Selected passage →
Published by In Her Place on November 29, 2011

A Popular Passport

by Avra Kouffman

Try to get comfortable. It’s your first month in eastern Europe and you’re about to take a 14-hour train trip from Moldova to Bucharest, Romania. This overnight journey will be mired in the deepest humidity and where you actually want to go is Ukraine. The trip to Romania is costing you, in total, 28 hours of wrong-direction travel time. But the multi-entrance visa stamp you will need to re-enter Moldova after visiting Ukraine is only available from an embassy in Bucharest.

I hope you’re laughing. It is 2001, so there isn’t even a reigning Communist regime to blame for this bureaucracy. Your Russian friend, Vlad, escorts you to the train and says cryptically, “Just don’t show anyone your passport.” Then he waves goodbye.

Once aboard, however, word quickly – even instantaneously – spreads that an American is on the train. Awkwardly, it is you. People approach, speaking Russian or Romanian, but since you have no idea what they could want (apart from your passport), you smile dazedly and try to imply, through a certain glazed look in your eye, that you are just a little bit slow. You hope they will leave you alone.

Records shown →
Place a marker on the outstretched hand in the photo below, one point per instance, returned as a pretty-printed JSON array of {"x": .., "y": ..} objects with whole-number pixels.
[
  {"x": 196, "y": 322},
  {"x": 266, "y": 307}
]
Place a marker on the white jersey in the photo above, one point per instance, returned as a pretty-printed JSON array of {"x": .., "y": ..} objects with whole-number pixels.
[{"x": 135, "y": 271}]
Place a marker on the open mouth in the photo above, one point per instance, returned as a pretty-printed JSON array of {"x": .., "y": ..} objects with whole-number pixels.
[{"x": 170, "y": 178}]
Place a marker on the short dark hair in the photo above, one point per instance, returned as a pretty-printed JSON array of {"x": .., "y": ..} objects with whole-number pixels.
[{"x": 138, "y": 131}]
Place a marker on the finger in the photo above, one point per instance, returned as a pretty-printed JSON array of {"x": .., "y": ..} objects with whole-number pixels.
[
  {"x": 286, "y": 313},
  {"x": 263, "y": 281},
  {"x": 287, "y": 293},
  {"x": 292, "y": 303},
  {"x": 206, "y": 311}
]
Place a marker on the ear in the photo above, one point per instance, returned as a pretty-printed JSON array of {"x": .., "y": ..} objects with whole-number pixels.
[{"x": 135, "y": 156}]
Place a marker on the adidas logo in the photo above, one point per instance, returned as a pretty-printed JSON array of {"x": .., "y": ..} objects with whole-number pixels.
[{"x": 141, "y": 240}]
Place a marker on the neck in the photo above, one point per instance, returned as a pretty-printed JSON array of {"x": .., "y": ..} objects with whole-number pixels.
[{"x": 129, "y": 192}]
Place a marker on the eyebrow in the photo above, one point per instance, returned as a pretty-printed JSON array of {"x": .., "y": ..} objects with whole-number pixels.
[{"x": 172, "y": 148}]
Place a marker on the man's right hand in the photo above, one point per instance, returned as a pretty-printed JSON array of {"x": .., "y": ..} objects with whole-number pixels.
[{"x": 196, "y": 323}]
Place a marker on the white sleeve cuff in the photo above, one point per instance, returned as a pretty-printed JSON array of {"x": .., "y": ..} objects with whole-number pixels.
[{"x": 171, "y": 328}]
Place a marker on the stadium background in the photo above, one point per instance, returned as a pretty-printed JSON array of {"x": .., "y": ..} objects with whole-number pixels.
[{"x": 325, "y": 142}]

Instruction → According to the travel essay, where can the multi-entrance visa stamp needed to re-enter Moldova after visiting Ukraine be obtained?

Task answer → Only from an embassy in Bucharest.